──────── RECORD EXCERPTS
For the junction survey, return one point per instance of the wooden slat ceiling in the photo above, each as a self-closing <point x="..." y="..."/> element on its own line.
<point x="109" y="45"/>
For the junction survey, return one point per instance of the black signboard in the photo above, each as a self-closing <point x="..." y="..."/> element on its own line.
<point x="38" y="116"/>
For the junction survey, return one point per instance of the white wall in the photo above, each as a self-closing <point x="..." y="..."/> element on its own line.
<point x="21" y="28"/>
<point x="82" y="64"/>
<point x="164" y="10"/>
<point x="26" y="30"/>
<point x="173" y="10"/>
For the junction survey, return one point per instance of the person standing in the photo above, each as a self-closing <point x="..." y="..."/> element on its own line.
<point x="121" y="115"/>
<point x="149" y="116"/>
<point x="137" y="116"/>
────────────────
EXERCISE
Repeat the entries word for word. Skip none of them.

EXERCISE SOLUTION
For the junction survey, return one point per instance of the wooden slat ceiling in the photo above, each as a self-closing <point x="..." y="..."/> element on its own line.
<point x="109" y="45"/>
For the junction survey, return one point per instance of the black signboard in the photo above, each as a self-closing <point x="..." y="..."/> element on its own line.
<point x="38" y="116"/>
For the junction survey, return one point per instance of the white wall in the photo above, each as a self-closing <point x="..." y="..."/> element on its own line.
<point x="21" y="28"/>
<point x="82" y="64"/>
<point x="164" y="10"/>
<point x="26" y="30"/>
<point x="173" y="10"/>
For the junction survey, return one point per instance of the person standing in the photo above, each as a self-closing <point x="..." y="..."/> element on its own line.
<point x="121" y="115"/>
<point x="149" y="116"/>
<point x="137" y="116"/>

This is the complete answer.